-- Given task --
Revise the rows below, starting at the line that contains "of the shirt" and continuing through the last row, so that "species-count log" becomes "inventory log". Leave everything else unchanged, and return only those lines.

-- Supplied entries --
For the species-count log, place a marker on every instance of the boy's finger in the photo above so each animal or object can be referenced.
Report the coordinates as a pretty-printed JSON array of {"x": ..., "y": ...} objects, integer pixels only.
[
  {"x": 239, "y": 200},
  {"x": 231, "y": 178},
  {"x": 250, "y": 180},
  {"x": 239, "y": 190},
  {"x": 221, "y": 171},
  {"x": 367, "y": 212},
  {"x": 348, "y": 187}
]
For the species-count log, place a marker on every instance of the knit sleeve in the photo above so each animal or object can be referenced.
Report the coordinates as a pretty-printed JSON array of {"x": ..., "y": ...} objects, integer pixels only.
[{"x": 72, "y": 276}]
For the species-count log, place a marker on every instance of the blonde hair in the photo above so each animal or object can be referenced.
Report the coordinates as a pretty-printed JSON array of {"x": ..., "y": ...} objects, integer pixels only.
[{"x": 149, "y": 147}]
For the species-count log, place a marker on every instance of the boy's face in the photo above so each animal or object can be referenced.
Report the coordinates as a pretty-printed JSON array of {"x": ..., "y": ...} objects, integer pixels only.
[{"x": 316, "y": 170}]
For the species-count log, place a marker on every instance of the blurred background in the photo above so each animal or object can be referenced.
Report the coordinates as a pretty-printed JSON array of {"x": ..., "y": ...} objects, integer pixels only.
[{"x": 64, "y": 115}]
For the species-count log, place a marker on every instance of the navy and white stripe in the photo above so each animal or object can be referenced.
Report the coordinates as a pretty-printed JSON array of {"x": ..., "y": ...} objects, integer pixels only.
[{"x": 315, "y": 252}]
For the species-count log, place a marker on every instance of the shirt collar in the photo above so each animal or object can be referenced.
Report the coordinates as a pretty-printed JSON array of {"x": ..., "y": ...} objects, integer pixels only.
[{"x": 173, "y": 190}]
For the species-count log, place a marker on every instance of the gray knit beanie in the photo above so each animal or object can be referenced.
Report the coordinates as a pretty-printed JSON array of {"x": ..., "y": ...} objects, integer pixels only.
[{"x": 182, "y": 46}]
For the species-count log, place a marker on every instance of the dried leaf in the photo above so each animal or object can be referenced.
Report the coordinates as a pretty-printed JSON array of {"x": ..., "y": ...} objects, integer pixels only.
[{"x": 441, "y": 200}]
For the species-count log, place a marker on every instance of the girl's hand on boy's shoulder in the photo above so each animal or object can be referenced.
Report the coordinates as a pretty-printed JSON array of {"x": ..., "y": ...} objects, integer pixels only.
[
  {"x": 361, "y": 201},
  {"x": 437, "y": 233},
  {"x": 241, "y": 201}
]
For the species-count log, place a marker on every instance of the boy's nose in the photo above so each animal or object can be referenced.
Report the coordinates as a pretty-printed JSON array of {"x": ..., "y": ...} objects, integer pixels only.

-- Exercise output --
For the inventory log, place a marker on every instance of the shirt collar in the photo above so each animal or object can be referenced.
Report the coordinates as a pretty-printed JSON array of {"x": ..., "y": ...} objects, integer pixels only.
[{"x": 173, "y": 190}]
For the inventory log, place a marker on every instance of the gray knit beanie in the photo above so each animal or object can be referenced.
Report the coordinates as a pretty-printed JSON array of {"x": ..., "y": ...} objects, integer pixels only.
[{"x": 182, "y": 46}]
For the inventory log, place a marker on every instance of the dried leaf in the photo above so each animal or object can be referenced.
Report the coordinates as a pretty-printed JSON array of {"x": ..., "y": ...} objects, integer pixels only.
[{"x": 441, "y": 200}]
For the inventory log, place a marker on every instance of the girl's hand on boy's shoulder in the photo above so each animal or object can be referenced.
Report the coordinates as a pretty-printed JSON array of {"x": ..., "y": ...} objects, integer pixels only.
[
  {"x": 361, "y": 201},
  {"x": 437, "y": 233},
  {"x": 241, "y": 201}
]
For the inventory log, place a marker on every instance of the boy's nose in the photo above so each animal or object can be referenced.
Report the coordinates as a pretty-printed JSON array of {"x": ..., "y": ...} objects, integer pixels only.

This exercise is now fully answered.